-- begin Data for this exercise --
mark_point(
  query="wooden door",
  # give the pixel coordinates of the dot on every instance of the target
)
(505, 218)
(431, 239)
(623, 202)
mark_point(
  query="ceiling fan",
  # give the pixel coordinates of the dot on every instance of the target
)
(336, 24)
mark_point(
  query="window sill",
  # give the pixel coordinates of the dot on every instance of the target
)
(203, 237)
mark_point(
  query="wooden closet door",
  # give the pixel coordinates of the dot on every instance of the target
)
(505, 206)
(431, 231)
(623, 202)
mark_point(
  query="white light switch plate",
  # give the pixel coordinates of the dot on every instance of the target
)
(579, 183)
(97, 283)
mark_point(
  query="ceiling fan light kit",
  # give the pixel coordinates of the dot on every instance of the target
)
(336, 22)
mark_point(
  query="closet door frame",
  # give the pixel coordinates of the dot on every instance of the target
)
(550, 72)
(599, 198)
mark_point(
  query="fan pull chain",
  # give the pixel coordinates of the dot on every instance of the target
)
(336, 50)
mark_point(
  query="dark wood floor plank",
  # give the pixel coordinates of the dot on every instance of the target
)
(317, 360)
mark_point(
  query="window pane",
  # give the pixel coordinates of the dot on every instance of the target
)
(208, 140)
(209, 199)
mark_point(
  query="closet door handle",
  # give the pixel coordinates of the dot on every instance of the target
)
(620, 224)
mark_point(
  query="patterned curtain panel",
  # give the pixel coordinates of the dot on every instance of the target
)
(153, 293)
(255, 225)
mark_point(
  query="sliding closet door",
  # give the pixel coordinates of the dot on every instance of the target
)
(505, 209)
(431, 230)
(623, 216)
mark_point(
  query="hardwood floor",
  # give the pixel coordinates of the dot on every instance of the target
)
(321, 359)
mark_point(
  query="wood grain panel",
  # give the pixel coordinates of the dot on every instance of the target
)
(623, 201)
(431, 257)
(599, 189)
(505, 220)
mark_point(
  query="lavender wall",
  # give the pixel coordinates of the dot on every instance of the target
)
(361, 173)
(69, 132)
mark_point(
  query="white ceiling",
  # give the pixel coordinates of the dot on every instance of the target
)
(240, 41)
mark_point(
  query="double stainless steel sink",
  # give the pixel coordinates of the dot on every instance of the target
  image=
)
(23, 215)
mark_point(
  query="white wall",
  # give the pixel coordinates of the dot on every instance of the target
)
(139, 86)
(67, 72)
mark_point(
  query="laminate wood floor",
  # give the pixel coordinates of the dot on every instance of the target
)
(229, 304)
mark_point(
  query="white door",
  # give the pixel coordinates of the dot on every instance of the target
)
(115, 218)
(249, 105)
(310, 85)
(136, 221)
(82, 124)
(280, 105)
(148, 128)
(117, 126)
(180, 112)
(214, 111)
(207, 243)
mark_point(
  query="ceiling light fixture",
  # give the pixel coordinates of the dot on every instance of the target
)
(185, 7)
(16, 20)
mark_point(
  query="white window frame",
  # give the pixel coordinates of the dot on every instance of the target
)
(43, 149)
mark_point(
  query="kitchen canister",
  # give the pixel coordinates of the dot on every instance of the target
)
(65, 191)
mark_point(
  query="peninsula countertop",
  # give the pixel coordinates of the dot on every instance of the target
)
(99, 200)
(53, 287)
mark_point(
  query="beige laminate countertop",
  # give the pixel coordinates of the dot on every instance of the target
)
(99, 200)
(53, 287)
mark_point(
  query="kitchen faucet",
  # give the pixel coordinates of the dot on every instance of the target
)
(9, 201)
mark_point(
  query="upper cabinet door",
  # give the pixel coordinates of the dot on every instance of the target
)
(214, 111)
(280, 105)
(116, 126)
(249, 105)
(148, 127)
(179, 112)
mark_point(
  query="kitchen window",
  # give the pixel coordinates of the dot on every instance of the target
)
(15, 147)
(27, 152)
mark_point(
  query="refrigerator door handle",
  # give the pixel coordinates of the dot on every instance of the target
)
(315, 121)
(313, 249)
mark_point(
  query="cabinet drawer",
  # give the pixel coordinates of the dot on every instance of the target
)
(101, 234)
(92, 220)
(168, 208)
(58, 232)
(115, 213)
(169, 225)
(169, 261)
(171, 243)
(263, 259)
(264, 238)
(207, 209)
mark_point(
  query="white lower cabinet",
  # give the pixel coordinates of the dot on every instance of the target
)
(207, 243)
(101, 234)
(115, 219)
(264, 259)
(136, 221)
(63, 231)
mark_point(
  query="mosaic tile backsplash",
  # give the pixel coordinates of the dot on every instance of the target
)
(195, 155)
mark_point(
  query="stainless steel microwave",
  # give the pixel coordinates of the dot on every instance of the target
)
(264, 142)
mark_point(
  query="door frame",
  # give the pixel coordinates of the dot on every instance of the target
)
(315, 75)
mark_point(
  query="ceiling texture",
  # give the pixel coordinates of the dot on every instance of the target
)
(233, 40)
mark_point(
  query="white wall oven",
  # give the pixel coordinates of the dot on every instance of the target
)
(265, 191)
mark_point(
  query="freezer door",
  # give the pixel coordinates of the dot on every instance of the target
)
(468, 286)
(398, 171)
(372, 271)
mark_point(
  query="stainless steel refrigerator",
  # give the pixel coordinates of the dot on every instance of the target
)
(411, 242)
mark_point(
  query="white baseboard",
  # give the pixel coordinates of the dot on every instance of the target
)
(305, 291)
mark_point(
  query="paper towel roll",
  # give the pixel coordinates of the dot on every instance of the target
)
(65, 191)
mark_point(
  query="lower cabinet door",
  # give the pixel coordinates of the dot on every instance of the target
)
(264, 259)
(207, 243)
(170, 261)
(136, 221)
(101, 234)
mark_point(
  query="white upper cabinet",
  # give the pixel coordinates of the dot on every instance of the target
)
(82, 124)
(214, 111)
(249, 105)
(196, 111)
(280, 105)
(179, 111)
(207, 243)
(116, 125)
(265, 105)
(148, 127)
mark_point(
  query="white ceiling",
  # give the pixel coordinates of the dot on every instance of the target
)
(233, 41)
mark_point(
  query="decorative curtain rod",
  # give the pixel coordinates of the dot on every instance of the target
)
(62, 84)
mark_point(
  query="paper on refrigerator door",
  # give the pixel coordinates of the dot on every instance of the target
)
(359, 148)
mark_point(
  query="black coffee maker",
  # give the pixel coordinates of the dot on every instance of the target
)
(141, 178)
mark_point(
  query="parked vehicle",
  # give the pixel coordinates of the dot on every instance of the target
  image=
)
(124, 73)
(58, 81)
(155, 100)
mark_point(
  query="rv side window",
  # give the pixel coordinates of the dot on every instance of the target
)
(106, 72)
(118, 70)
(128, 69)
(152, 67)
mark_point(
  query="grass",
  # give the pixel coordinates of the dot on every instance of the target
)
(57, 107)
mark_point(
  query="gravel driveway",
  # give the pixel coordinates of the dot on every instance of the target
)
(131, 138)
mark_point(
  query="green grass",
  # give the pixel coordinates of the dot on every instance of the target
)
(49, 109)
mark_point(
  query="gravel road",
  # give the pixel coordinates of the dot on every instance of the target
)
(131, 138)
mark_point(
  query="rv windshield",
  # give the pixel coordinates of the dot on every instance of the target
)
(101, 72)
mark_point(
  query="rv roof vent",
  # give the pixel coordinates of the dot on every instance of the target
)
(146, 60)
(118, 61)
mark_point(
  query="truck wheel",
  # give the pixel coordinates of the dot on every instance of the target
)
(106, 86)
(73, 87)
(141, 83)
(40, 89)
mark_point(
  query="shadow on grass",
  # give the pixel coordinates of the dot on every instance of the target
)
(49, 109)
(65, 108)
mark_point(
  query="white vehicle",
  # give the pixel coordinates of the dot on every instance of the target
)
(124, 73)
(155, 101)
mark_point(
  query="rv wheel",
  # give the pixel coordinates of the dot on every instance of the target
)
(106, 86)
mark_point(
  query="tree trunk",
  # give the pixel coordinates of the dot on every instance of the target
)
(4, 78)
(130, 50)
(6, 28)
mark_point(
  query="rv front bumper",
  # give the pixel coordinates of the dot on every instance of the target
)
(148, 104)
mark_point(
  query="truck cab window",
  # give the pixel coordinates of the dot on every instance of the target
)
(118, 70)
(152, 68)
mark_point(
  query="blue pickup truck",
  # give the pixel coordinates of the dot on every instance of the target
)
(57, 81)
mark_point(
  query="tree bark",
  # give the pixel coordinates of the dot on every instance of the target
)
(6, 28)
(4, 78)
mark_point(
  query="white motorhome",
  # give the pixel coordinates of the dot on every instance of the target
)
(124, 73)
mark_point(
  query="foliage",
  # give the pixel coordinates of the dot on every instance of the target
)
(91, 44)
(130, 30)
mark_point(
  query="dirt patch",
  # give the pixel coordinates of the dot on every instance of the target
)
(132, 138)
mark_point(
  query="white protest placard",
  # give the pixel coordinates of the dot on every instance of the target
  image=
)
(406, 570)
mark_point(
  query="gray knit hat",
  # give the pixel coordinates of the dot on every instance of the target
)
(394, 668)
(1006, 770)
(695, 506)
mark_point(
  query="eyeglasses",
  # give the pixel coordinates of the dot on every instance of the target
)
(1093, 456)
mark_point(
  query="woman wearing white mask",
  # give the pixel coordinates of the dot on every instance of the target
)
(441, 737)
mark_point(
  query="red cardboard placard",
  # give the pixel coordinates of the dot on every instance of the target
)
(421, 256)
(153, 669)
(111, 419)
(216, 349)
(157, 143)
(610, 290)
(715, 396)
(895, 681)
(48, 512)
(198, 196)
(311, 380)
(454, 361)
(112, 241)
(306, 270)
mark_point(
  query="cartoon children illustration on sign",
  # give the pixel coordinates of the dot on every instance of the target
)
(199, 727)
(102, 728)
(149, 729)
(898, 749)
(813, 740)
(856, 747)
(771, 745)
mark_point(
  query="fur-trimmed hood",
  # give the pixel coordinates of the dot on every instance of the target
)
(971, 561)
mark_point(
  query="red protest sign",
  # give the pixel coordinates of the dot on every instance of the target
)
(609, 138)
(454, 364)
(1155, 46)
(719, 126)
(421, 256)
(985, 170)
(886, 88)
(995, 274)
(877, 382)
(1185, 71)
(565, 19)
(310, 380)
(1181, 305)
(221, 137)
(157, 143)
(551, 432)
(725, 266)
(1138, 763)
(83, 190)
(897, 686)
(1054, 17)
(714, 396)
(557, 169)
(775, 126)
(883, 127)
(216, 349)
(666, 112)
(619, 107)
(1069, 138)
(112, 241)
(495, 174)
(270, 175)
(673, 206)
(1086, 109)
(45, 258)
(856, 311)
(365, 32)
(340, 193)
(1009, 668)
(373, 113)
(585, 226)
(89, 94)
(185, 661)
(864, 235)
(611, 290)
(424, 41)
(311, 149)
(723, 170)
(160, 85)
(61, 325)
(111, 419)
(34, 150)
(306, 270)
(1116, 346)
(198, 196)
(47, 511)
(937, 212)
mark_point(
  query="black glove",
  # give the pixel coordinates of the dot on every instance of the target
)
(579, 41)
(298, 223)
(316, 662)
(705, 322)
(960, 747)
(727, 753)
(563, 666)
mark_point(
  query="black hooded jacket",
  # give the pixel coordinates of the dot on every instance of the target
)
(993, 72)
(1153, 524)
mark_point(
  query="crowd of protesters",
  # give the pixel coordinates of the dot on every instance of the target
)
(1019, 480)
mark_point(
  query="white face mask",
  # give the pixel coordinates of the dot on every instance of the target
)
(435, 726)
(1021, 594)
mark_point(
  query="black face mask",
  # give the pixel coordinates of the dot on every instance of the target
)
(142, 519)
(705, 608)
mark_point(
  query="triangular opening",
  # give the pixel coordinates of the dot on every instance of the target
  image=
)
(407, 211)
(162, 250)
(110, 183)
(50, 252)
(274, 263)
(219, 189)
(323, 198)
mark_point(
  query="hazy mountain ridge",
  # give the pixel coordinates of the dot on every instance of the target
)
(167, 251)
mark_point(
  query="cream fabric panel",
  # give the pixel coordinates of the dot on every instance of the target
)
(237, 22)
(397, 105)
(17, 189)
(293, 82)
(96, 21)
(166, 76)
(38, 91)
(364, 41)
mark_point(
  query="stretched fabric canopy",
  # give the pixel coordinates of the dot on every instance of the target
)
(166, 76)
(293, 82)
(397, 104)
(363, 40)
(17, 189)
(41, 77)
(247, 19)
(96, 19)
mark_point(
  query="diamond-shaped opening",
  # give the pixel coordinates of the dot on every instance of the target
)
-- end Data for this exercise --
• Exercise details
Collect every line in the records above that contains the word "gravel".

• Result
  query="gravel driveway",
  query="gravel road",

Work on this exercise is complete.